--- Start ---
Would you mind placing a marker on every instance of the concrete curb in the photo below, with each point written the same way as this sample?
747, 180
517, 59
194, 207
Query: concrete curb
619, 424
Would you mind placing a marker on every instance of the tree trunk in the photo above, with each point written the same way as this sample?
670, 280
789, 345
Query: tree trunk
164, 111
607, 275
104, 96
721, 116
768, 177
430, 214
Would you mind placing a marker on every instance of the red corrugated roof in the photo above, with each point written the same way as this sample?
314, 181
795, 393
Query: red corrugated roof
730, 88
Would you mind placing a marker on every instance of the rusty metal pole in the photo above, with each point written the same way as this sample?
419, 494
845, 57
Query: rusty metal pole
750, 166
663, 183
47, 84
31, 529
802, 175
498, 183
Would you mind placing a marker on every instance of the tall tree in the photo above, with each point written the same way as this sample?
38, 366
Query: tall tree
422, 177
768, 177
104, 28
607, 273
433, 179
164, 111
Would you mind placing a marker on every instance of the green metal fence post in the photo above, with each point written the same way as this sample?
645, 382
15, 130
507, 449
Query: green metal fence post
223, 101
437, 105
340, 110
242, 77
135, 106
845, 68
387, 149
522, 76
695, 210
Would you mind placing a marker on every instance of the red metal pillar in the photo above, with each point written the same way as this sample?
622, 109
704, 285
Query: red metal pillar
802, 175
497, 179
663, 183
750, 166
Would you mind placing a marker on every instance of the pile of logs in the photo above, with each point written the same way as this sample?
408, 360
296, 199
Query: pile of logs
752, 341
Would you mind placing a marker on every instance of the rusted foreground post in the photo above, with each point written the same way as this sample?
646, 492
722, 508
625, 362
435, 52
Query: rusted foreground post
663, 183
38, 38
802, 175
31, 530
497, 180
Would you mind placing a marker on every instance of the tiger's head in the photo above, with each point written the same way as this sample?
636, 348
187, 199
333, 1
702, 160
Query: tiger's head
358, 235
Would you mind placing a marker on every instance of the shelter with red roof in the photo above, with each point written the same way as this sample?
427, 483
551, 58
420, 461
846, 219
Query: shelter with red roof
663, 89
--- End ---
WHAT IS NEEDED: Please copy out every line above word for word, keeping each one as it appears and in the same order.

SOLUTION FOR THIS EXERCISE:
Would you mind placing a marker on every instance of the concrete curb in the photo below, with each point written the same way as this sample?
747, 180
517, 59
194, 207
Query: concrete curb
619, 424
Would you mind placing a marker on every instance of the tree trunk in the photo above, with each point written the same way as this sample?
670, 280
789, 345
Query: tree trunk
164, 111
607, 275
104, 96
721, 116
768, 177
430, 214
Would you mind placing a marker on every instance of the red corrugated roof in the photo above, with each point written the same way as this sample?
314, 181
795, 393
Query: red corrugated roof
730, 88
Would you mind placing a marker on every instance of the rusty metal pole in the photo above, with each point written the same way as this sample?
419, 494
845, 57
Query: rusty metal pole
750, 166
663, 183
47, 84
31, 529
802, 175
498, 183
Would you mind placing a marker on every instance of the tall tree in the photo above, with each point written the same way as this sample?
38, 366
Query: tall tree
422, 177
768, 177
104, 28
607, 273
433, 179
164, 111
Would you mind placing a marker on every instance of the green metal fence post in the photo above, with each point written the same way as this sample?
645, 382
15, 130
507, 449
Query: green metal fence post
223, 101
437, 105
340, 110
242, 77
135, 106
845, 68
387, 149
522, 76
695, 210
Would you mind placing a marker on every instance of the red metal pillar in the photo above, with each point written the same way as this sample?
622, 109
704, 285
Query: red metal pillar
802, 175
497, 179
663, 183
750, 166
Would you mind placing a marker on every instance of the pile of logs in the photo above, with each point written the same way as this sample?
408, 360
296, 199
Query: pile of logs
752, 341
Would you mind placing a marker on every instance of the rusted foreground post in the photo above, with each point written the same way as this sample?
646, 492
722, 508
625, 362
435, 52
Query: rusted foreground post
663, 183
38, 38
802, 175
31, 530
497, 180
Would you mind placing a marker on every instance of the tiger's head in the photo above, with each point written the same way as this sample?
636, 348
187, 199
333, 1
702, 160
Query: tiger's head
358, 235
Would you mind placing a marker on every instance of the shelter with red roof in the photo above, with each point written the same way as this sample?
427, 483
551, 58
420, 461
846, 219
Query: shelter with red roof
663, 89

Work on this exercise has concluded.